__Your objective__
Your answer is one number: the count of lines below that hold the word "text".

Stored records
□ □ □ □
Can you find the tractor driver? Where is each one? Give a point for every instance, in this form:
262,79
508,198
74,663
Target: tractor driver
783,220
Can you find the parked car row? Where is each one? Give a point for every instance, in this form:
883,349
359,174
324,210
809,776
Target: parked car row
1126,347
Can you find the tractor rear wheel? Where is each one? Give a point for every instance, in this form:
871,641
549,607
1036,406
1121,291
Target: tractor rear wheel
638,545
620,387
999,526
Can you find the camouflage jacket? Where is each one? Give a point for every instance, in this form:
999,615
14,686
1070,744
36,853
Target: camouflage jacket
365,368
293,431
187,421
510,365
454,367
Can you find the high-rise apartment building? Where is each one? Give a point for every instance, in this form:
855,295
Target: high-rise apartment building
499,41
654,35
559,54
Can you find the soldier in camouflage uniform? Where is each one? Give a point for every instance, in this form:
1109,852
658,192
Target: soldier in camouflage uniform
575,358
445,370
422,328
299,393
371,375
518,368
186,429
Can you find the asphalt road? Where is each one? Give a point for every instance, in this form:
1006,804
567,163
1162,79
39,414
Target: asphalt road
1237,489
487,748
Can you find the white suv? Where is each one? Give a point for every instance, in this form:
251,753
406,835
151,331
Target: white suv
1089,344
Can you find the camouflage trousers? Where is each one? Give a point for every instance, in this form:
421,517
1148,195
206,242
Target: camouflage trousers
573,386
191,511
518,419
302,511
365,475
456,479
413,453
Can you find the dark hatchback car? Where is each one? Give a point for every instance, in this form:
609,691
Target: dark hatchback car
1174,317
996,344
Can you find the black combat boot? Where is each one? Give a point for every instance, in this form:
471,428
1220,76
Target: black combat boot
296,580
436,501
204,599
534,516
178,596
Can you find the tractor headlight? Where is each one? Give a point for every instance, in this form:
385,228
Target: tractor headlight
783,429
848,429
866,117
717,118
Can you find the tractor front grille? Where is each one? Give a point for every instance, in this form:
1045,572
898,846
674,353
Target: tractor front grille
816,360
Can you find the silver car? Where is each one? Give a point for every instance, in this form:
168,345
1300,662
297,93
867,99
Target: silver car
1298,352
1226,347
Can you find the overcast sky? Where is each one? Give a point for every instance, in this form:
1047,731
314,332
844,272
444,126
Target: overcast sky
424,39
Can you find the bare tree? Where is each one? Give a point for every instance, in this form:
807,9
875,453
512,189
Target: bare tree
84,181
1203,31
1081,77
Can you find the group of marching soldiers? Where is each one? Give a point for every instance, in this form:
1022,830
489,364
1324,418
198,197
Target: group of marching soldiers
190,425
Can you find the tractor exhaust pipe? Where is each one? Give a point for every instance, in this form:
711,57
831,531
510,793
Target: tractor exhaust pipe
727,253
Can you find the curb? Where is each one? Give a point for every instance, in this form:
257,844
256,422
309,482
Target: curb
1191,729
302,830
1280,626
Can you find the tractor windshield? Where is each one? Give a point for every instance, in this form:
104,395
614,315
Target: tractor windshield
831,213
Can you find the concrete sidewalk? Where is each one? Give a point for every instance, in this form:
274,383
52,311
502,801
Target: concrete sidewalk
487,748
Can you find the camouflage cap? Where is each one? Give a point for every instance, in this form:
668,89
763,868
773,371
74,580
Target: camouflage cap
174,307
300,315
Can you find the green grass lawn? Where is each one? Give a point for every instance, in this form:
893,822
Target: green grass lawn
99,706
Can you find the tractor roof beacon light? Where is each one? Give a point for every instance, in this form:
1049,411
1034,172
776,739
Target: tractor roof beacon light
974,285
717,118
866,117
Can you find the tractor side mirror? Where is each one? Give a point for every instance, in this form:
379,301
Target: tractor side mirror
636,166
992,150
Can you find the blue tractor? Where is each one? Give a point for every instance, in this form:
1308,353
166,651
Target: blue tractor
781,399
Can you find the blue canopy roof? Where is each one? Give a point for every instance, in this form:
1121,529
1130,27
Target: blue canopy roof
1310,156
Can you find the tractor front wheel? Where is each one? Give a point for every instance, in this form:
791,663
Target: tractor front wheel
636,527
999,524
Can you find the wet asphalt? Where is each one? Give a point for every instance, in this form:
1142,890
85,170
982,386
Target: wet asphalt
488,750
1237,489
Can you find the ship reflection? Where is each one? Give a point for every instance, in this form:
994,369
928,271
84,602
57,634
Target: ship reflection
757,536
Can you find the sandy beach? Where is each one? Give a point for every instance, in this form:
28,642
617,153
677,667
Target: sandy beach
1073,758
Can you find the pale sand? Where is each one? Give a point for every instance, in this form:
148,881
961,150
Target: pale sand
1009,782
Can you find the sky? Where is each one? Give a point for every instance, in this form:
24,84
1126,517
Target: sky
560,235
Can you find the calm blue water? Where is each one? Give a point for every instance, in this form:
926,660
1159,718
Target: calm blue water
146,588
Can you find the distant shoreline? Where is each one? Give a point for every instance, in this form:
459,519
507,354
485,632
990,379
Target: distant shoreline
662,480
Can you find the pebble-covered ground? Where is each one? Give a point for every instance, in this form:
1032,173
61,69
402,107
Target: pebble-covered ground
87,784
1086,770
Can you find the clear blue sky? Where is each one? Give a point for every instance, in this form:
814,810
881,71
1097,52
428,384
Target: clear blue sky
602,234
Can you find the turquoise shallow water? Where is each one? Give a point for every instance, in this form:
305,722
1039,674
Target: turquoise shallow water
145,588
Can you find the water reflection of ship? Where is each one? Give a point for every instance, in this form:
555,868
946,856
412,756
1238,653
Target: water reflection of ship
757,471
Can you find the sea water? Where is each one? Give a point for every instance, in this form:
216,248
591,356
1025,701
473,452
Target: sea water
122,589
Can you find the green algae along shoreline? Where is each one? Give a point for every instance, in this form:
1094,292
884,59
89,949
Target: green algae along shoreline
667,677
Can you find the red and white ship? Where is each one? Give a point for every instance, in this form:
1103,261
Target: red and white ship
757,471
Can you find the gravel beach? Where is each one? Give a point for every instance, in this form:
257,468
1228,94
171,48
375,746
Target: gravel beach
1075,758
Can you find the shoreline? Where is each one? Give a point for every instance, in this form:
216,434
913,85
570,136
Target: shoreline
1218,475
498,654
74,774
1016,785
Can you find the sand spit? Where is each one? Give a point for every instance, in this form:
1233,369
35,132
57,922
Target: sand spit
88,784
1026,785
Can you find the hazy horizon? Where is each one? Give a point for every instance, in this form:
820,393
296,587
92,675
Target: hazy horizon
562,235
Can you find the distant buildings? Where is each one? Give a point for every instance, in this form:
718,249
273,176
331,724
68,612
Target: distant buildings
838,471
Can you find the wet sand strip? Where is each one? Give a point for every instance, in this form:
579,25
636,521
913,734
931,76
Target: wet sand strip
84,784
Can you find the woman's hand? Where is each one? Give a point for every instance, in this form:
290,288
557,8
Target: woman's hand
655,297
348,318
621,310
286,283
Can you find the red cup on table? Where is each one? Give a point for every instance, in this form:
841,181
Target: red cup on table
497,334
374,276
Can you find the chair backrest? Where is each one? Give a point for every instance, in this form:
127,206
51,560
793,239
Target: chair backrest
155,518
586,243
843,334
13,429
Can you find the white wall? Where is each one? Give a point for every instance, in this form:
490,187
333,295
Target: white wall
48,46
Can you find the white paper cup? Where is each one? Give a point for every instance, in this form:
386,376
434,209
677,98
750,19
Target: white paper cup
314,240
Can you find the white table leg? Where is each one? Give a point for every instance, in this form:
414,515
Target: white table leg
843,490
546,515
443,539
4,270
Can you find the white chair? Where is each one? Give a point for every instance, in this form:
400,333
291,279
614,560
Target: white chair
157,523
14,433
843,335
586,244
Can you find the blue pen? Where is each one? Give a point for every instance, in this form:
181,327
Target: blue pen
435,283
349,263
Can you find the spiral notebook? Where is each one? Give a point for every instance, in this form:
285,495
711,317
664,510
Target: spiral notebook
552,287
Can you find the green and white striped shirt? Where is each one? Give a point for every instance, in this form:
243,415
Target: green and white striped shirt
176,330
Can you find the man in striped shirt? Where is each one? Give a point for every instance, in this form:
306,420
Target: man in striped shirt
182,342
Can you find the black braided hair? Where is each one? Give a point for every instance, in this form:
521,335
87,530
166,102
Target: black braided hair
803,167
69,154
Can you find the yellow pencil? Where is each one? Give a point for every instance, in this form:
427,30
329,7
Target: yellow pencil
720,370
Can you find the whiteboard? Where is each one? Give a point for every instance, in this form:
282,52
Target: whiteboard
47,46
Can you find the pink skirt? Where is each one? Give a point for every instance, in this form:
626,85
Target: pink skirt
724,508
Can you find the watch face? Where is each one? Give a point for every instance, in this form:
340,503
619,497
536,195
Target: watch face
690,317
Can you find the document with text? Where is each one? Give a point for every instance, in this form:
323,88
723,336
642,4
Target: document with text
□ □ □ □
__Answer area__
2